(PROBLEM REQUIREMENTS): Rescale the records from their start through the line containing "[[123, 281]]", both ends included. Write out every line again with the requests unchanged, multiply each x and y coordinate in the answers by 0.2 and round to the nearest whole number (halves round up), and leave out the pictures.
-- BEGIN AVAILABLE DATA --
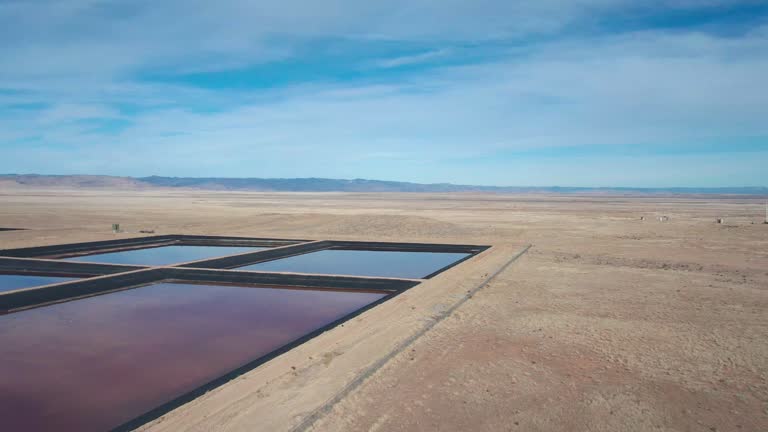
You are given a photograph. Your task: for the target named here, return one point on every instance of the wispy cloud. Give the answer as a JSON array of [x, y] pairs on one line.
[[288, 87], [413, 59]]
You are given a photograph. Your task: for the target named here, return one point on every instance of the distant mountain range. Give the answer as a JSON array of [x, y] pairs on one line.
[[329, 185]]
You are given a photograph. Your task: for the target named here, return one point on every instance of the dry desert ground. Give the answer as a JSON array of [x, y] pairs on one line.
[[607, 323]]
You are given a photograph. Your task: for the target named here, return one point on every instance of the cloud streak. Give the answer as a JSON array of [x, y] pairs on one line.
[[453, 81]]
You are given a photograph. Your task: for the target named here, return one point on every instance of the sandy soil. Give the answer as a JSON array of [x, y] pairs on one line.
[[608, 323]]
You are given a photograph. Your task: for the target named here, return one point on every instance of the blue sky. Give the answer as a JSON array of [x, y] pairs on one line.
[[554, 92]]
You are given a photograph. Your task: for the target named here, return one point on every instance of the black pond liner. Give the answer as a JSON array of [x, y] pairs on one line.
[[123, 281]]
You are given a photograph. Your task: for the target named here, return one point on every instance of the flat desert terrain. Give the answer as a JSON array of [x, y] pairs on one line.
[[607, 323]]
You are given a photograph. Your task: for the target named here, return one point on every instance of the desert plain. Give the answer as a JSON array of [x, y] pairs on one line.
[[608, 322]]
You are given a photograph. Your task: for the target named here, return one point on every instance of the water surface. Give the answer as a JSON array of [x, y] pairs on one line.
[[12, 282], [95, 363], [164, 255], [363, 263]]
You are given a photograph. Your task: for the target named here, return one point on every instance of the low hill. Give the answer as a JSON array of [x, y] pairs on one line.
[[329, 185]]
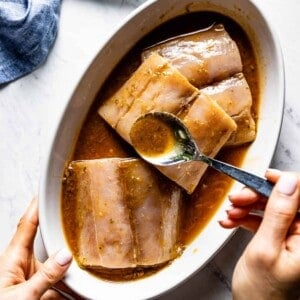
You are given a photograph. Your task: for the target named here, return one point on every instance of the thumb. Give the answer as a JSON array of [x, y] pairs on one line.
[[49, 273], [280, 211]]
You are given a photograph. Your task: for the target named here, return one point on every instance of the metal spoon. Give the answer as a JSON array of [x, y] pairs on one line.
[[185, 149]]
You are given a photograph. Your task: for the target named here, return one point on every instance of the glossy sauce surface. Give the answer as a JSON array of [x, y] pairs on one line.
[[98, 140], [152, 137]]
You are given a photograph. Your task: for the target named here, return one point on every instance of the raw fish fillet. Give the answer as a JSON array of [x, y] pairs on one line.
[[234, 96], [210, 127], [203, 56], [155, 86], [127, 214], [165, 89]]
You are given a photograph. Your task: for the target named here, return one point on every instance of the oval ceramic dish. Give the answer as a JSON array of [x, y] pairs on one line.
[[212, 238]]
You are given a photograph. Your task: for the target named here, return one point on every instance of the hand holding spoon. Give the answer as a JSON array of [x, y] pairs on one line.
[[162, 139]]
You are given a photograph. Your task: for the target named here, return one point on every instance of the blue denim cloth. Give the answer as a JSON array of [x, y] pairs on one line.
[[27, 31]]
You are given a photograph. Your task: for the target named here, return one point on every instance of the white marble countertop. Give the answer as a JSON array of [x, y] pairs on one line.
[[31, 105]]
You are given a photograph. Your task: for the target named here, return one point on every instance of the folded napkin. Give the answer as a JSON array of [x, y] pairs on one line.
[[27, 31]]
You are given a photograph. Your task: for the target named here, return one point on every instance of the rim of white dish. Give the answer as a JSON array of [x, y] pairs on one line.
[[168, 278]]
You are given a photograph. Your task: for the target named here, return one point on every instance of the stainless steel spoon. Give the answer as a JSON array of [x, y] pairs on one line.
[[185, 149]]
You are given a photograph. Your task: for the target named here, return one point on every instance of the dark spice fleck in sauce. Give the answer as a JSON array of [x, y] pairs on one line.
[[98, 140]]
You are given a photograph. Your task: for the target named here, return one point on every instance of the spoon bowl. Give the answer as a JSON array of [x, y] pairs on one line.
[[169, 142]]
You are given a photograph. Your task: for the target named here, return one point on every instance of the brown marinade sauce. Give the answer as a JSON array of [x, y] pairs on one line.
[[98, 140], [152, 137]]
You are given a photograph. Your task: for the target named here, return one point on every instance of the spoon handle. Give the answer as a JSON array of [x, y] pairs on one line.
[[259, 184]]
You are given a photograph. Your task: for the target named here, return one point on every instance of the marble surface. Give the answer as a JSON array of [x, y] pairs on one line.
[[31, 105]]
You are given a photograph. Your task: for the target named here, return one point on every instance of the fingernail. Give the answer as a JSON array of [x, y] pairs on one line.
[[63, 257], [287, 184]]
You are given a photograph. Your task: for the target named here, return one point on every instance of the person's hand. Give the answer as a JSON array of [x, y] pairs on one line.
[[22, 276], [269, 268]]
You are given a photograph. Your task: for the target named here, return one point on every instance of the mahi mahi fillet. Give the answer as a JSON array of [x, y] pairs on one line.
[[127, 214]]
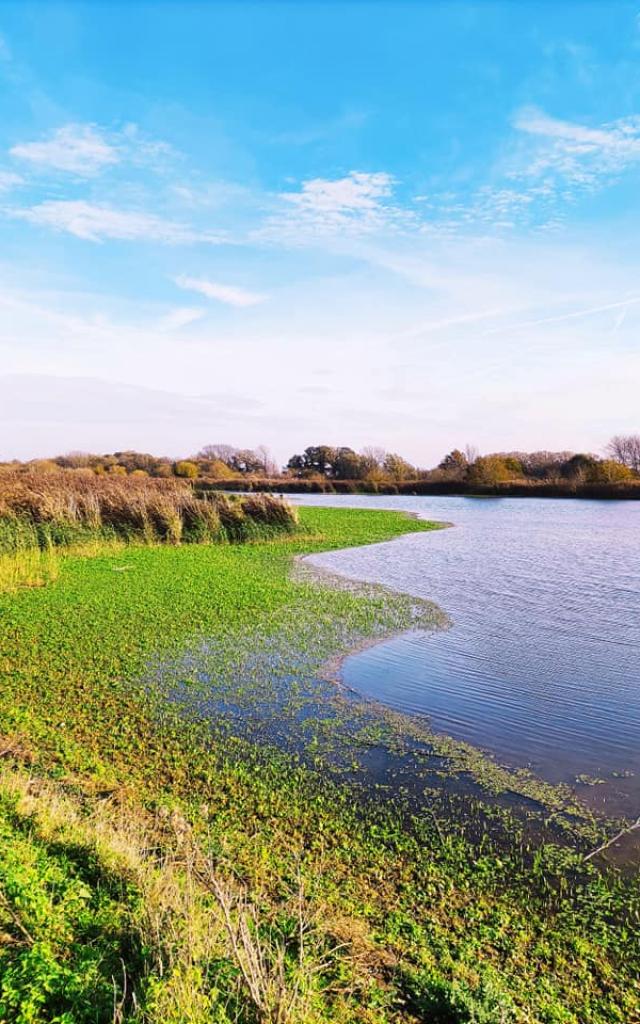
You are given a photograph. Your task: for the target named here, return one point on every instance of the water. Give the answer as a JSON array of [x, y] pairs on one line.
[[542, 664]]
-- END AVAILABLE DATA --
(SOLVED EXERCISE):
You are given a photograph. Your task: for the target named here, return one point on every instance of the wispy cloud. Give the answer as a JSON array of [x, y] pairs on one line.
[[58, 17], [83, 12]]
You are given a photograph. Your task: for the target named here, return one point on every instance of the distant mountain range. Give the answer as a JSON array of [x, y] pairs on one line.
[[66, 37]]
You are given a photograph. Your task: for the target named here, return one point on every instance of the dry desert ground. Give the answer as a JSON array of [x, y] pairs on one line.
[[121, 65]]
You are given a photograph. Your task: for the target named here, return one point on every instance of the cloud streak. Give the answer as a JSON array of [x, y] pairs on one line.
[[91, 16]]
You are given a photograph. Your task: for the target named here, return one point on every instance of the sandy soil. Give the answer as a JSON array of [x, y] pairs on one line.
[[122, 65]]
You are given a photograph. Your task: for the target named here, return one point on every instance of the blue sky. Give the answer as a JSON array of [x, y] pairs on one line.
[[111, 18]]
You are given a photograph. Your task: for the target named here, return one point on every instance of the black pond liner. Give the answer as a JSON array of [x, y] pairs on one line.
[[25, 56]]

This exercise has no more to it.